Problem
Go through the records and copy each line where the word "positive" occurs.

Data records
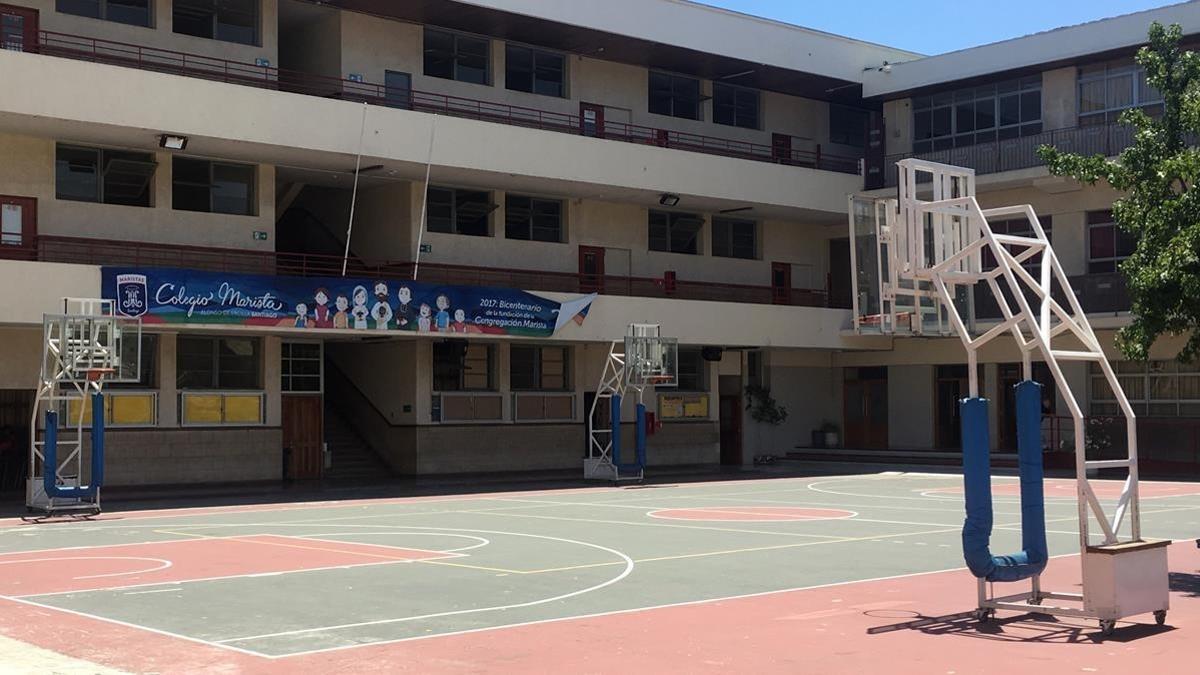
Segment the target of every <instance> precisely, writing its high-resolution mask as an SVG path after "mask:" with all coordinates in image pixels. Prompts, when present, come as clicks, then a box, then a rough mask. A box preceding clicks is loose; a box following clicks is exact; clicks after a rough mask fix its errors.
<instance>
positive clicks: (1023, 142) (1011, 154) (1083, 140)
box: [883, 124, 1134, 187]
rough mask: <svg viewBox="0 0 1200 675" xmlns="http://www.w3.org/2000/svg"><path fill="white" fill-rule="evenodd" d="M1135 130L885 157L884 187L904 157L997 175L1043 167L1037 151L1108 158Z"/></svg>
mask: <svg viewBox="0 0 1200 675" xmlns="http://www.w3.org/2000/svg"><path fill="white" fill-rule="evenodd" d="M1133 136H1134V130H1133V127H1132V126H1129V125H1123V124H1106V125H1094V126H1078V127H1072V129H1056V130H1054V131H1043V132H1042V133H1036V135H1033V136H1022V137H1021V138H1009V139H1006V141H996V142H992V143H979V144H976V145H966V147H962V148H949V149H946V150H935V151H932V153H908V154H904V155H888V157H887V159H886V160H884V166H883V177H884V178H883V180H884V185H886V186H887V187H895V186H896V180H898V177H896V162H898V161H900V160H904V159H907V157H918V159H922V160H929V161H932V162H942V163H947V165H954V166H959V167H968V168H973V169H976V173H977V174H985V173H1000V172H1002V171H1015V169H1022V168H1032V167H1039V166H1042V160H1040V159H1038V153H1037V150H1038V148H1040V147H1042V145H1052V147H1055V148H1057V149H1060V150H1063V151H1067V153H1079V154H1081V155H1104V156H1106V157H1111V156H1114V155H1116V154H1118V153H1121V150H1124V149H1126V148H1128V147H1129V145H1130V144H1132V143H1133Z"/></svg>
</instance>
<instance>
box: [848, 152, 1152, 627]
mask: <svg viewBox="0 0 1200 675" xmlns="http://www.w3.org/2000/svg"><path fill="white" fill-rule="evenodd" d="M898 167H899V178H900V180H899V199H876V198H870V197H859V196H854V197H851V203H850V232H851V264H852V267H853V269H854V274H853V287H854V295H853V312H854V329H856V331H857V333H859V334H886V335H894V336H904V335H956V336H958V337H959V339H960V340H961V342H962V345H964V347H965V348H966V352H967V370H968V374H970V375H968V378H970V380H968V382H970V398H968V399H965V400H964V401H962V404H961V405H962V410H964V476H965V479H966V490H965V492H966V496H967V512H968V515H967V524H966V525H965V528H964V555H965V556H966V557H967V561H968V567H971V568H972V572H973V573H976V577H977V580H978V589H977V596H978V597H977V609H976V617H977V619H978V620H980V621H988V620H990V619H991V617H992V616H994V615H995V611H996V610H997V609H1007V610H1016V611H1025V613H1037V614H1050V615H1062V616H1078V617H1091V619H1097V620H1099V625H1100V631H1102V633H1103V634H1104V635H1108V634H1110V633H1111V632H1112V629H1114V627H1115V623H1116V620H1118V619H1123V617H1127V616H1133V615H1138V614H1145V613H1153V614H1154V619H1156V620H1157V622H1158V623H1160V625H1162V623H1164V622H1165V620H1166V610H1168V609H1169V583H1168V565H1166V545H1168V544H1169V543H1170V542H1163V540H1152V539H1144V538H1142V536H1141V518H1140V512H1139V506H1140V504H1139V496H1138V431H1136V420H1135V416H1134V411H1133V407H1132V406H1130V405H1129V400H1128V398H1127V396H1126V394H1124V392H1123V390H1122V388H1121V384H1120V382H1118V381H1117V378H1116V375H1115V372H1114V370H1112V366H1111V365H1110V364H1109V362H1108V359H1106V358H1105V356H1104V351H1103V348H1102V346H1100V342H1099V340H1097V337H1096V333H1094V331H1093V330H1092V327H1091V324H1090V322H1088V319H1087V316H1086V313H1085V312H1084V310H1082V307H1081V306H1080V304H1079V300H1078V299H1076V298H1075V293H1074V292H1073V291H1072V287H1070V285H1069V282H1068V279H1067V275H1066V273H1064V271H1063V269H1062V265H1061V263H1060V261H1058V258H1057V256H1056V255H1055V251H1054V249H1052V247H1051V246H1050V240H1049V238H1048V237H1046V234H1045V231H1044V229H1043V228H1042V223H1040V222H1039V221H1038V217H1037V214H1036V213H1034V211H1033V208H1032V207H1030V205H1028V204H1024V205H1015V207H1003V208H996V209H982V208H980V207H979V203H978V202H977V201H976V196H974V195H976V177H974V171H973V169H967V168H961V167H954V166H949V165H942V163H936V162H928V161H922V160H916V159H908V160H901V161H900V162H898ZM1020 216H1024V217H1025V219H1026V220H1027V221H1028V223H1030V226H1031V229H1032V234H1028V235H1014V234H1008V233H998V232H995V231H994V229H992V227H991V226H990V225H989V221H990V220H991V219H1013V217H1020ZM984 251H988V252H990V256H988V258H986V259H985V257H984ZM985 263H986V264H985ZM1031 270H1032V271H1031ZM979 282H984V283H986V285H988V288H989V289H990V291H991V297H992V298H994V299H995V301H996V304H997V305H998V309H1000V312H1001V316H1002V318H1001V319H1000V321H998V322H996V323H994V324H989V325H986V327H984V328H979V329H977V325H976V317H974V293H973V291H974V286H976V285H977V283H979ZM1001 283H1003V287H1002V286H1001ZM1060 298H1062V300H1060ZM1014 304H1015V307H1014ZM980 330H982V331H980ZM1004 334H1012V336H1013V339H1014V340H1015V341H1016V345H1018V347H1019V348H1020V353H1021V362H1022V368H1024V380H1025V382H1022V383H1021V384H1018V399H1019V402H1018V405H1019V407H1020V399H1021V394H1022V392H1021V387H1028V388H1030V389H1033V390H1038V389H1039V387H1038V386H1037V384H1036V383H1033V382H1032V380H1033V369H1032V358H1033V353H1034V352H1037V353H1038V354H1039V356H1040V358H1042V359H1043V360H1044V362H1045V364H1046V366H1048V368H1049V370H1050V372H1051V374H1052V375H1054V380H1055V384H1056V387H1057V390H1058V393H1060V394H1061V396H1062V399H1063V400H1064V401H1066V404H1067V407H1068V408H1069V411H1070V416H1072V418H1073V419H1074V444H1075V448H1074V449H1075V480H1076V497H1078V512H1079V513H1078V515H1079V545H1080V554H1081V566H1082V581H1084V584H1082V593H1066V592H1054V591H1046V590H1043V589H1042V585H1040V574H1042V569H1043V568H1044V567H1045V560H1046V557H1048V555H1046V554H1045V530H1044V527H1045V525H1044V522H1045V516H1044V509H1043V508H1042V500H1043V491H1042V484H1040V473H1042V456H1040V455H1042V447H1040V408H1039V407H1036V408H1033V410H1032V413H1030V412H1027V413H1026V419H1025V420H1022V419H1021V417H1020V411H1018V413H1019V417H1018V429H1019V430H1018V436H1019V437H1018V444H1019V452H1020V456H1021V460H1020V465H1021V477H1022V479H1021V483H1022V491H1021V509H1022V540H1024V542H1025V548H1026V550H1022V551H1021V552H1020V554H1016V555H1014V556H990V551H988V549H986V539H988V537H990V533H991V494H990V470H989V467H988V461H989V460H988V452H989V446H990V442H989V438H988V425H986V420H988V416H986V405H988V401H986V399H982V398H979V375H978V368H977V364H978V352H979V350H980V348H982V347H983V346H984V345H985V344H988V342H990V341H991V340H994V339H996V337H1000V336H1002V335H1004ZM1062 342H1068V344H1067V345H1062ZM1064 362H1085V363H1094V364H1097V366H1098V368H1099V370H1100V371H1102V372H1103V375H1104V378H1105V380H1106V381H1108V383H1109V387H1110V388H1111V389H1112V393H1114V395H1115V398H1116V401H1117V404H1118V406H1120V407H1121V411H1122V413H1123V416H1124V419H1126V435H1127V448H1128V454H1127V456H1124V458H1122V459H1097V460H1090V459H1087V453H1086V448H1087V444H1086V435H1087V429H1086V425H1085V420H1084V412H1082V408H1081V407H1080V404H1079V400H1078V399H1076V398H1075V395H1074V393H1073V392H1072V388H1070V386H1069V383H1068V381H1067V380H1066V377H1064V376H1063V371H1062V368H1061V364H1062V363H1064ZM1039 395H1040V392H1039V390H1038V392H1037V394H1034V396H1039ZM1033 400H1037V399H1033ZM968 410H970V411H971V417H972V418H973V422H972V423H971V425H972V426H973V430H972V432H971V435H972V437H968V431H967V426H968V419H967V417H968V414H967V413H968ZM980 411H982V413H980ZM1034 422H1036V423H1037V424H1032V423H1034ZM980 426H982V429H980ZM1022 428H1024V431H1022ZM1022 436H1024V438H1022ZM1027 468H1028V472H1027V471H1026V470H1027ZM1100 468H1126V470H1127V471H1128V477H1127V478H1126V482H1124V485H1123V489H1122V491H1121V496H1120V498H1118V501H1117V503H1116V508H1115V513H1114V514H1112V515H1111V516H1109V515H1108V513H1106V512H1105V509H1104V507H1103V506H1102V504H1100V501H1099V498H1098V497H1097V495H1096V491H1094V490H1093V489H1092V485H1091V482H1090V480H1088V477H1087V473H1088V471H1093V470H1100ZM971 472H977V474H976V476H974V478H976V479H978V480H979V482H977V483H976V484H974V486H976V488H977V486H979V485H984V490H983V491H984V492H985V494H978V492H979V490H976V489H974V488H973V486H972V476H971ZM1030 477H1037V482H1036V483H1033V482H1031V480H1030ZM1031 507H1032V510H1031ZM979 508H983V509H985V512H983V515H984V516H985V518H984V519H983V520H977V521H976V525H980V524H982V525H983V526H984V530H985V533H984V534H983V542H982V544H983V545H982V549H980V550H982V551H983V552H985V554H986V555H988V560H985V561H984V563H985V565H984V567H989V568H990V569H991V572H989V573H986V574H984V573H982V572H978V571H977V566H973V565H972V560H971V555H970V552H971V551H968V550H967V546H968V533H967V531H968V528H971V527H972V518H973V515H979V513H980V512H979V510H974V512H973V510H972V509H979ZM1031 513H1036V514H1037V520H1039V521H1040V522H1034V521H1033V519H1032V518H1030V514H1031ZM1092 516H1094V519H1096V522H1097V524H1098V525H1099V528H1100V534H1102V538H1100V540H1099V542H1094V543H1093V542H1092V539H1091V537H1090V533H1088V527H1090V518H1092ZM1126 516H1128V536H1127V537H1122V536H1121V532H1122V525H1123V524H1124V521H1126ZM1031 525H1034V526H1038V527H1036V528H1039V530H1040V542H1037V540H1036V539H1037V538H1036V537H1032V536H1031V533H1030V531H1031ZM977 533H978V532H976V533H973V534H977ZM1038 546H1039V550H1034V549H1038ZM1038 558H1040V560H1038ZM1021 579H1028V580H1030V583H1031V589H1030V590H1028V591H1026V592H1020V593H1013V595H1004V596H998V597H997V596H995V595H994V593H992V592H991V589H990V587H989V583H994V581H997V580H1001V581H1015V580H1021ZM1046 601H1063V602H1061V603H1056V604H1046Z"/></svg>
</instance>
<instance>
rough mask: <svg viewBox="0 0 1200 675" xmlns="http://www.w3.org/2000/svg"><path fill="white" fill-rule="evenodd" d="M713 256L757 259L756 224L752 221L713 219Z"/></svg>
mask: <svg viewBox="0 0 1200 675" xmlns="http://www.w3.org/2000/svg"><path fill="white" fill-rule="evenodd" d="M713 255H714V256H720V257H722V258H748V259H755V258H757V257H758V223H756V222H754V221H752V220H732V219H724V217H714V219H713Z"/></svg>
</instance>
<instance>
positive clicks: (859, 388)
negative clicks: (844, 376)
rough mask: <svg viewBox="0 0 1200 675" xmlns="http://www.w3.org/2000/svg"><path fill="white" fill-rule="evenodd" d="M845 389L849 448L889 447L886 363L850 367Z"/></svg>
mask: <svg viewBox="0 0 1200 675" xmlns="http://www.w3.org/2000/svg"><path fill="white" fill-rule="evenodd" d="M844 384H845V387H844V393H842V407H844V410H842V414H844V419H845V420H846V429H845V430H844V432H842V440H844V444H845V447H847V448H853V449H860V450H883V449H887V447H888V369H887V366H871V368H847V369H846V371H845V381H844Z"/></svg>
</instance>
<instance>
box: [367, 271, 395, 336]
mask: <svg viewBox="0 0 1200 675" xmlns="http://www.w3.org/2000/svg"><path fill="white" fill-rule="evenodd" d="M371 318H373V319H376V329H377V330H388V323H390V322H391V305H389V304H388V285H386V283H384V282H383V281H376V304H374V305H372V306H371Z"/></svg>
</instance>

Response to the task
positive clicks: (1023, 142) (1011, 154) (1083, 140)
positive clicks: (859, 388)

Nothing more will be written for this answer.